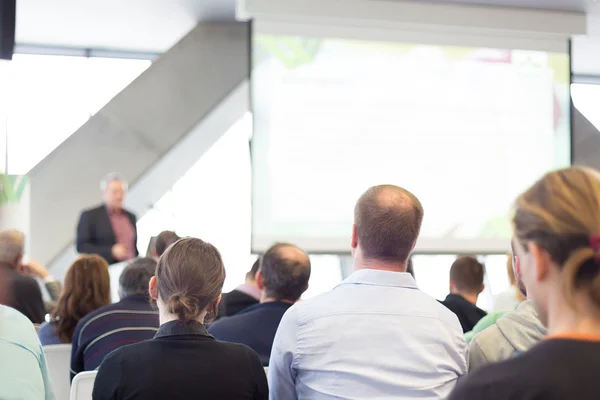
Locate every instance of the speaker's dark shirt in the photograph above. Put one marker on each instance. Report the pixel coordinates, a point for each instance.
(468, 313)
(555, 369)
(182, 362)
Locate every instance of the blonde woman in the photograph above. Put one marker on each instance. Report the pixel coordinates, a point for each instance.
(557, 243)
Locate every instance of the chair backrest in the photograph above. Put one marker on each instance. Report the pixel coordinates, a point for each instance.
(83, 385)
(58, 359)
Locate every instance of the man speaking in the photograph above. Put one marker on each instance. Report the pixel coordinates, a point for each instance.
(109, 230)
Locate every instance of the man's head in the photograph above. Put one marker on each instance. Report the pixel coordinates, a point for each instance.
(516, 267)
(466, 276)
(163, 241)
(12, 244)
(251, 275)
(284, 272)
(114, 188)
(387, 222)
(135, 277)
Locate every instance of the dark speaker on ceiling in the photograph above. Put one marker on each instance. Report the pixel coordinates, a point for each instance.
(8, 11)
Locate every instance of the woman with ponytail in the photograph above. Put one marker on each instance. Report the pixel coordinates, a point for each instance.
(557, 241)
(183, 361)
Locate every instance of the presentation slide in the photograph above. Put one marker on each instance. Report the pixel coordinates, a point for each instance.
(465, 129)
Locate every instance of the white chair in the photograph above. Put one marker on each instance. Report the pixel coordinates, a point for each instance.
(58, 359)
(83, 385)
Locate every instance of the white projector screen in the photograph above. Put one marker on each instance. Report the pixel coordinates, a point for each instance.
(464, 129)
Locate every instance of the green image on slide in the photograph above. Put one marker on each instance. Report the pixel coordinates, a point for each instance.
(291, 51)
(12, 188)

__________________________________________________

- _BRIEF_:
Starting at the line that holds "Locate every instance of the green", set down each line exactly through the last line of the records above, and no others.

- _ANSWER TO THIS EXERCISE_:
Locate every instance of the green image on slide in the photograph above. Put one marker on each instance. Report the pixel coordinates, a point for each instance.
(291, 51)
(12, 188)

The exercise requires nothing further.